▸ **CONSIGNES ÉCRITES**:
1: Imprimez le passage de l'histoire du paquet de biscuits qui commence par les mots contenant « Elle se sent » et se termine par « ne dit rien. ».
2: Résumez l'histoire du paquet de biscuits en deux phrases, s'il vous plaît.
3: Reprenez l'histoire du paquet de biscuits là où elle s'arrête et poursuivez-la.

▸ **TEXTE DE LA PAGE**:
......

…puisque c’est toujours de la faute des autres !
– Réflexion sur notre prétention –
Le paquet de biscuits
Peut-être connaissez-vous l’histoire de cette femme qui, devant attendre un long moment l’heure de son vol dans un aéroport, décide de s’acheter un roman ainsi qu’un paquet de biscuits.
Elle s’assoit dans la salle d’attente pour lire son livre.
A côté du siège où se trouve le paquet de biscuits, un homme parcourt un magazine.
Elle prend alors un premier biscuit et – à son grand étonnement – l’homme fait de même.
Elle se sent agacée par son comportement mais, n’osant rien dire, elle se contente de penser : « c’est incroyable, il ne manque pas de culot celui-là ! »
A chaque biscuit qu’elle prend, l’homme en prend un à son tour.
Ça la met dans tous ses états, mais elle ne dit rien.
Lorsqu’il ne reste plus qu’un seul biscuit dans la boite, elle se dit : « Il va quand même pas oser manger le dernier, cet abruti ! »
L’homme prend alors le dernier biscuit, le casse en deux et lui en tend la moitié.
C’en est trop, quel culot ! Hors d’elle, elle hausse les épaules, prend ses cliques et ses claques et part en trombe vers son guichet d’embarquement.
Enfin installée dans l’avion, elle ouvre son sac à main pour y prendre ses lunettes et – à sa grande surprise – elle découvre son paquet de biscuits, intact.
Cette histoire, nous l’avons tous vécue à notre manière ; elle parle de notre inconscience, de notre absence complète de lucidité par rapport à ce que nous faisons, de notre distraction et de la manière dont – enfermés en nous-mêmes – nous nous permettons d’interpréter les faits et gestes des autres. Elle parle de la manière dont nous sommes persuadés que nous comprenons les comportements des autres alors que nous projetons nos propres incompréhensions, nos propres émotions sur eux.

......

▸ **DONNÉES DISPONIBLES**:
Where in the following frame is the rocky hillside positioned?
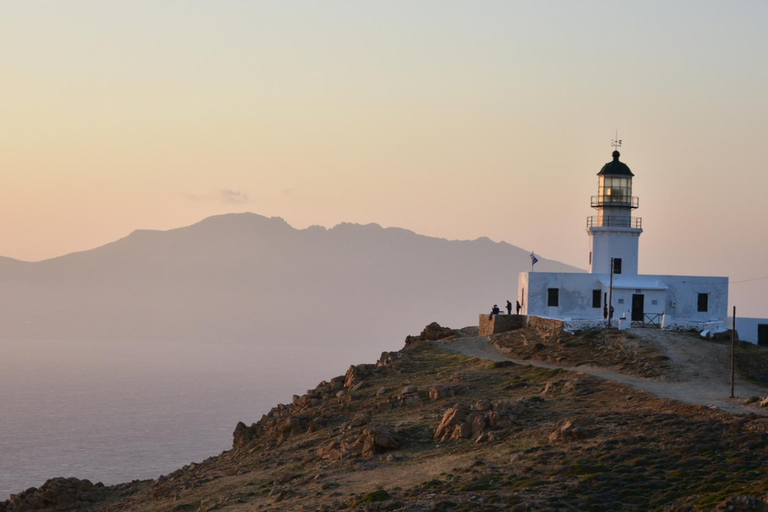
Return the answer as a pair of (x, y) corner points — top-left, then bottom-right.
(0, 325), (768, 512)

......

▸ **LISTE DES RÉPONSES**:
1:
Elle se sent agacée par son comportement mais, n’osant rien dire, elle se contente de penser : « c’est incroyable, il ne manque pas de culot celui-là ! »
A chaque biscuit qu’elle prend, l’homme en prend un à son tour.
Ça la met dans tous ses états, mais elle ne dit rien.

2: Dans un aéroport, une femme s'agace en silence de voir un homme prendre un biscuit chaque fois qu'elle en prend un, puis part furieuse quand il lui tend la moitié du dernier, avant de découvrir dans l'avion son propre paquet de biscuits intact dans son sac à main. Cette histoire parle de notre inconscience et de la manière dont nous projetons nos propres incompréhensions et émotions sur les comportements des autres.

3:
Il y a quelques jours, par exemple, je m’indignais intérieurement de ce que je prenais pour une erreur dans le programme télé alors que c’était moi qui m’étais trompé et qui avais pris par inadvertance celui de la semaine précédente.
La plupart du temps – incapables de nous remettre en cause – nous n’accordons aucune importance à ce phénomène d’enfermement – alors qu’il est à l’origine de bien des incompréhensions et de bien des conflits entre les personnes.
Pourtant notre parfait aveuglement, notre inconscience totale, le véritable tour de passe-passe que nous nous jouons à nous-même ne nous exonèrent évidemment pas de la complète responsabilité qui est la nôtre vis-à-vis des autres.
Dans l’évidente certitude dans laquelle elle était enfermée d’avoir ouvert son propre paquet de biscuits, cette femme n’a pu que révéler l’étroitesse de son jugement sur son voisin de salle d’attente. Pire, quand il lui a offert la moitié du dernier biscuit de son paquet à lui, elle s’est verrouillée dans sa supériorité arrogante, incapable de douter d’elle-même au moment où son interlocuteur montrait, à qui était capable de le voir, à quel point il était bienveillant et avait l’attitude opposée à la sienne.
Enfermés dans le cercle vicieux de nos certitudes, dans l’assurance de notre supériorité et de notre toute puissance, nous ne remettons pas en cause les jugements, les interprétations que nous portons sur les autres, à longueur de journées.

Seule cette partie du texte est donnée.